What is being asked:
The answer must consist of every line below that contains the word "person".

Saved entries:
####################

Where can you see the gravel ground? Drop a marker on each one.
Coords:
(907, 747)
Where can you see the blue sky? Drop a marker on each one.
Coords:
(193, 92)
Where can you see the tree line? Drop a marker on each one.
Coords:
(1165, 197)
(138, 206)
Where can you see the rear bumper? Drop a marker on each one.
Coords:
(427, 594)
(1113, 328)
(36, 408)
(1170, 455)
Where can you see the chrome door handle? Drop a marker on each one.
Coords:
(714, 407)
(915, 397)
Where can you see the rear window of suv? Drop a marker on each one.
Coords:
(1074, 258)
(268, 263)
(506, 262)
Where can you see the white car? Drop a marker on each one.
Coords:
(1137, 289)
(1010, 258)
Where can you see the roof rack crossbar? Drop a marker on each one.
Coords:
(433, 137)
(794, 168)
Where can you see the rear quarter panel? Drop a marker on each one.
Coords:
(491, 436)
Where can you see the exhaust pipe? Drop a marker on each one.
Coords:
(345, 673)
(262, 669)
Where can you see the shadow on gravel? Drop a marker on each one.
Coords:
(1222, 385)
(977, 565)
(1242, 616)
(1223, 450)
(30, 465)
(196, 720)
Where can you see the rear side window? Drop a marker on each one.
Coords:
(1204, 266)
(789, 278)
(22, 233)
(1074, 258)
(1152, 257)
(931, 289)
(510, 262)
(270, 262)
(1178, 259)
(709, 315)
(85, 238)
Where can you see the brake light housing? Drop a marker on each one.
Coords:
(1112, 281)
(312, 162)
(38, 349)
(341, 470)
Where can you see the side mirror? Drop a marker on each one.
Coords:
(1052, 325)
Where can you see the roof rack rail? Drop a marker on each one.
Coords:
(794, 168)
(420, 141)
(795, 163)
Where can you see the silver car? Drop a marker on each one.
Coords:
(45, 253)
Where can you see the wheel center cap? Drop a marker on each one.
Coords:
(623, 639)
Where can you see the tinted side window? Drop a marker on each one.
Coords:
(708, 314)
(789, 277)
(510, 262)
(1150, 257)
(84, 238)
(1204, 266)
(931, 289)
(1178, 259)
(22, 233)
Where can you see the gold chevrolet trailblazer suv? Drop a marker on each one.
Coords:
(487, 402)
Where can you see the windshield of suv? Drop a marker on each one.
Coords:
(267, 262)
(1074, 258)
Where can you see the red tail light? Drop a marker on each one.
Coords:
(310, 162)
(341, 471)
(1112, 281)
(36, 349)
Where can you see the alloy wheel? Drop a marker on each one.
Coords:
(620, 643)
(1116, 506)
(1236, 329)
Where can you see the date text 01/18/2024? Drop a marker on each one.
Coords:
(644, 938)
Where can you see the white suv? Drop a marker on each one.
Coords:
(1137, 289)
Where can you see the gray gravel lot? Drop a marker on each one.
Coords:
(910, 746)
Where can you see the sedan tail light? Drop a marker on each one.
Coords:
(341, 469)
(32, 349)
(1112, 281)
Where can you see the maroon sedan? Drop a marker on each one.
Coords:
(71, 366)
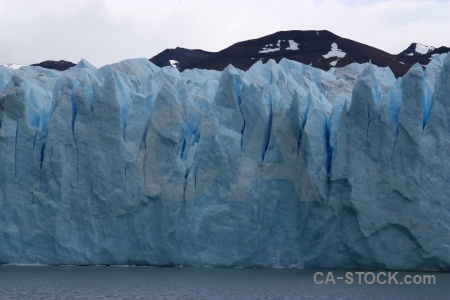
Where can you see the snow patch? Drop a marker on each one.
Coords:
(12, 66)
(174, 63)
(422, 49)
(267, 48)
(335, 52)
(333, 63)
(292, 45)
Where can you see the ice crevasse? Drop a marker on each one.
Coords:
(283, 165)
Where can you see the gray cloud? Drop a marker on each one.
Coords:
(109, 31)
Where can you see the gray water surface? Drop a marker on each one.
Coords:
(18, 282)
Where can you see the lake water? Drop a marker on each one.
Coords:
(19, 282)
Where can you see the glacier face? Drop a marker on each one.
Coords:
(280, 166)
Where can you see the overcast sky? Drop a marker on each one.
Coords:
(104, 32)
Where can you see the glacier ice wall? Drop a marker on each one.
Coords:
(280, 166)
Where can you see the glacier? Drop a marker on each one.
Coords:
(283, 166)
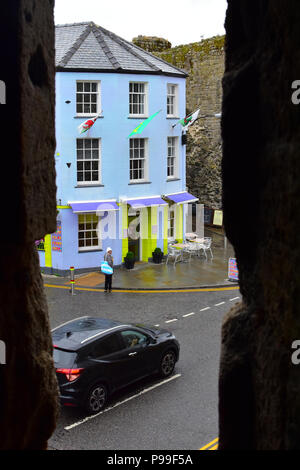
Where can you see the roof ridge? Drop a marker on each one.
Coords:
(74, 47)
(101, 41)
(126, 46)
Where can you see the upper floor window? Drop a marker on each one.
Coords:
(138, 99)
(172, 99)
(138, 160)
(87, 97)
(88, 161)
(172, 163)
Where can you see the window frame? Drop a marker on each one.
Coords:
(174, 101)
(145, 159)
(145, 93)
(83, 149)
(97, 230)
(98, 100)
(97, 344)
(175, 156)
(133, 331)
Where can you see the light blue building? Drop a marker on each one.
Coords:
(112, 190)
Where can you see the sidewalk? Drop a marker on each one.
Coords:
(198, 272)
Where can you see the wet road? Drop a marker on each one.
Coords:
(180, 413)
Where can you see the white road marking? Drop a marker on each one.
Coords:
(74, 425)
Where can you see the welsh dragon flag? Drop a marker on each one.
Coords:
(86, 125)
(189, 120)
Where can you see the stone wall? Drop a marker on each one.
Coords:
(152, 43)
(204, 62)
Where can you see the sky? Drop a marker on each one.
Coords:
(178, 21)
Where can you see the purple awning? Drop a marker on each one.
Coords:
(182, 198)
(146, 202)
(95, 206)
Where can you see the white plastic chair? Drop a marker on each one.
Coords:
(173, 253)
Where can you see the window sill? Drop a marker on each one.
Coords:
(96, 185)
(90, 251)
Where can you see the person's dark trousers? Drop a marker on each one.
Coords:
(108, 280)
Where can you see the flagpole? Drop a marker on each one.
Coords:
(174, 125)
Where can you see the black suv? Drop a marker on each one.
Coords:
(94, 357)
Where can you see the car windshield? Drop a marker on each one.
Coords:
(63, 358)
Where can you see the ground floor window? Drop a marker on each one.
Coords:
(88, 231)
(40, 244)
(171, 223)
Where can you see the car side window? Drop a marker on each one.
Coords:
(133, 338)
(106, 346)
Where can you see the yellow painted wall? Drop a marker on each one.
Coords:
(179, 223)
(165, 229)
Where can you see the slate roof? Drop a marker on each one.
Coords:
(88, 47)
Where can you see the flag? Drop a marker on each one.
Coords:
(189, 120)
(143, 124)
(86, 125)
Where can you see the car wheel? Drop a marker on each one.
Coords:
(96, 399)
(167, 363)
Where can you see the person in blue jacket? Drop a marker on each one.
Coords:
(108, 277)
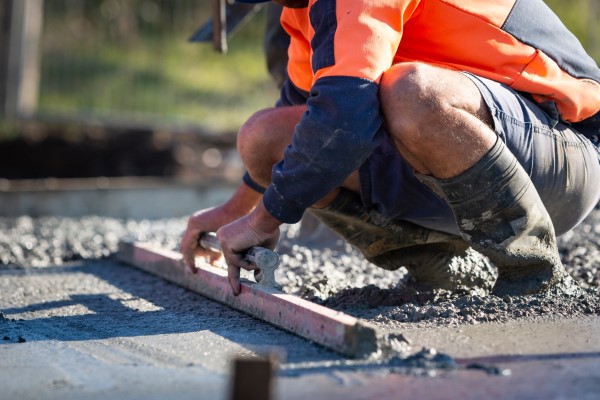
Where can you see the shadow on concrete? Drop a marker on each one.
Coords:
(109, 311)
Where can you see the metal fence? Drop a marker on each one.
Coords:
(130, 60)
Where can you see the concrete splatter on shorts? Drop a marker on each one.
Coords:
(562, 163)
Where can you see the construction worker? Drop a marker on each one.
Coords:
(419, 128)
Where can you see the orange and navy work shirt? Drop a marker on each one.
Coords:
(340, 48)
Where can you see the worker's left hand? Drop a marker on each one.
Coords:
(259, 228)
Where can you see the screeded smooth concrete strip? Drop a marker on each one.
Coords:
(332, 329)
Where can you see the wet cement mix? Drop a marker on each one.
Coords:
(320, 267)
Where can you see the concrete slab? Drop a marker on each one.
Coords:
(102, 330)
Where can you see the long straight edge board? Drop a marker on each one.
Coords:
(334, 330)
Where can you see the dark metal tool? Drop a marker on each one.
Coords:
(266, 260)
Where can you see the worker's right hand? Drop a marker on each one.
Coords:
(207, 220)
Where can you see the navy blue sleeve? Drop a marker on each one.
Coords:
(340, 129)
(291, 95)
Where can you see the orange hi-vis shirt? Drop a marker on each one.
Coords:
(340, 49)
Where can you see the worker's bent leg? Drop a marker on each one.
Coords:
(435, 260)
(263, 139)
(441, 124)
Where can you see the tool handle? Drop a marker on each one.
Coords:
(260, 256)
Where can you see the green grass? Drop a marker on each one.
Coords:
(163, 77)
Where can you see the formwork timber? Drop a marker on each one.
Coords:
(335, 330)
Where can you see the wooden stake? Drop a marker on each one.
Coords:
(332, 329)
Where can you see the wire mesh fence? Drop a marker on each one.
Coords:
(130, 60)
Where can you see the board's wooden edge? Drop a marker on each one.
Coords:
(335, 330)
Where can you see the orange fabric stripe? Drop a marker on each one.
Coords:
(367, 37)
(297, 25)
(372, 35)
(494, 12)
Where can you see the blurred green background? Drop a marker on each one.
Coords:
(131, 60)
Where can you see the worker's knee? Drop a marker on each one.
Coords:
(263, 138)
(411, 99)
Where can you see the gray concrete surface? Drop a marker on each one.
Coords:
(99, 329)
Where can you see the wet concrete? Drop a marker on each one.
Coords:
(76, 324)
(100, 329)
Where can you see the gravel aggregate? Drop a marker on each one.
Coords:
(319, 266)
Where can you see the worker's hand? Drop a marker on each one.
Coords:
(208, 220)
(259, 228)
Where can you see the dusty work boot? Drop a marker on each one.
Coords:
(500, 213)
(434, 259)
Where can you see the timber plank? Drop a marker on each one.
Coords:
(335, 330)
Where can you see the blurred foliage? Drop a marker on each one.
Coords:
(130, 59)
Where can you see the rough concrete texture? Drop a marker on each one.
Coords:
(76, 324)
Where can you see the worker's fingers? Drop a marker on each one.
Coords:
(189, 246)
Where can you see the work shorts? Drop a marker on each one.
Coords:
(563, 165)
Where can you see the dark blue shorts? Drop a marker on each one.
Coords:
(562, 163)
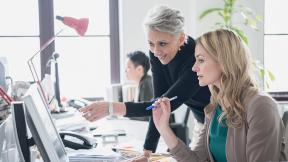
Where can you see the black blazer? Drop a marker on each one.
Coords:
(174, 79)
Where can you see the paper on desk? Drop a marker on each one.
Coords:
(92, 154)
(75, 122)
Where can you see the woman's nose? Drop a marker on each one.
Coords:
(194, 68)
(156, 51)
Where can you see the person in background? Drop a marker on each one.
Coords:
(171, 54)
(242, 123)
(137, 67)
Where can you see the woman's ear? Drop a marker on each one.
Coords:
(182, 39)
(140, 69)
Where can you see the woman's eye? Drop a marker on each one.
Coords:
(200, 60)
(163, 44)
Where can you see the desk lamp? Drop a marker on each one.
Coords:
(80, 25)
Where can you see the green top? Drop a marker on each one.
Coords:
(217, 137)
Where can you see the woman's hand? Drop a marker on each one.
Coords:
(95, 111)
(161, 114)
(141, 158)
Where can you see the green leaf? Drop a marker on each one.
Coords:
(208, 11)
(241, 34)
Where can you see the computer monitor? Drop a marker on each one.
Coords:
(42, 127)
(23, 143)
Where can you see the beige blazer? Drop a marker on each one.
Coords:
(260, 139)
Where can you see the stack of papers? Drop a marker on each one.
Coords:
(94, 155)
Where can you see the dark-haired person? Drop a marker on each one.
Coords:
(137, 67)
(171, 54)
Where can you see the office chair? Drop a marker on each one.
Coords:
(2, 76)
(285, 119)
(284, 153)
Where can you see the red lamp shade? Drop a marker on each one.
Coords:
(80, 25)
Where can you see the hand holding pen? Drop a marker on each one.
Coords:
(153, 105)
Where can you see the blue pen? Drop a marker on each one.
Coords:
(153, 106)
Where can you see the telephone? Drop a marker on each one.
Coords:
(76, 141)
(78, 103)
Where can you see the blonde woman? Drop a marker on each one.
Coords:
(241, 122)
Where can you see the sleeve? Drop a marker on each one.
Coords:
(182, 153)
(146, 90)
(265, 130)
(152, 137)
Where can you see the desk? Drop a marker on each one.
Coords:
(135, 133)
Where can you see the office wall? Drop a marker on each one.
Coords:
(132, 13)
(132, 36)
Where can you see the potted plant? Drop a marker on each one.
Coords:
(249, 18)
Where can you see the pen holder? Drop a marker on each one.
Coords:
(109, 138)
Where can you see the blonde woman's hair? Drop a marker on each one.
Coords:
(236, 82)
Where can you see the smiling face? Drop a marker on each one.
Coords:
(164, 45)
(207, 69)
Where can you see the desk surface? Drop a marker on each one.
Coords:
(134, 138)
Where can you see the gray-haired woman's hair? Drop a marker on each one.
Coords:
(164, 19)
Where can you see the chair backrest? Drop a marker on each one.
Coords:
(285, 119)
(284, 153)
(2, 76)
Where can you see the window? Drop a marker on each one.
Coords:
(19, 36)
(275, 43)
(84, 62)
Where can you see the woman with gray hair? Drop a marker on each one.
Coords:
(171, 57)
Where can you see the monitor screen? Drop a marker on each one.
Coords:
(42, 127)
(20, 131)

####################

Response box:
Where can you see the person's dark trousers? Drop a marker on each one.
Where can you see the person in blue jacket? Drop a marker on each one.
Where can you see the person in background? Drop a marker on each one.
Where can you see the dark-haired person? Drop a marker on each one.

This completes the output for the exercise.